----- Extracto proporcionado -----

El sufrimiento no es monopolio de nadie

27 de mayo de 2018 Por: Carlos E. Climent

"El insulto’ es un film libanés del director Ziad Doueiri que este año compitió por el galardón a la mejor película extranjera, pero fue superada por ‘Una mujer fantástica’, la gran película chilena. ‘El insulto’ es un documento que deberíamos ver todos, porque nos toca a todos. Mucho más de lo que creemos. Es en apariencia sobre el conflicto entre palestinos y cristianos, pero es en realidad un tema universal, de enorme vigencia para la sociedad contemporánea ya que presenta de manera brillante diversos aspectos dignos de tener en cuenta:

El enorme poder destructivo del odio, sea heredado o azuzado por las opiniones que han ido haciendo carrera a fuerza de repetirse.

El terrible poder de la palabra, que en boca de unos pocos, se utiliza para polarizar, dividir, fragmentar y prender la mecha de los distanciamientos y la sed de venganza en las sociedades en conflicto.

Creer que el sufrimiento es monopolio de unos pocos o que las víctimas son de un solo lado. Ignorando que todos sufren y son igualmente víctimas.

Asegurar que hay unos culpables y otros inocentes cuando la realidad es que todos son responsables.

----- Bloque de datos -----

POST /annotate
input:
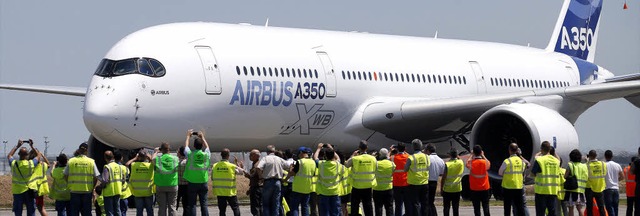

-----

Enunciado: Continúa la columna sobre la película ‘El insulto’ a partir de su última oración. El material no interviene en este ejercicio.

Respuesta:
Basarse para las argumentaciones en el origen personal casi siempre oculto de las pasiones que generan enfrentamientos que, iniciados por las razones más banales, van escalando hasta convertirse en grandes conflagraciones.

La dificultad enorme de acceder a los intentos de la reconciliación, porque cada una de las partes está profundamente envenenada y en un acto suicida prefiere persistir en el odio que aceptar la mediación. Pues los unos ignoran los hechos y la historia, pero se dejan llevar por la pasión de pronunciamientos más emocionales que objetivos; y en su idealismo concluyen que la manera de hacer patria es defendiendo con ardor aquello que consideran justo. Mientras los otros guardan celosamente sus recuerdos en secreto y los utilizan para alimentar sus resentimientos.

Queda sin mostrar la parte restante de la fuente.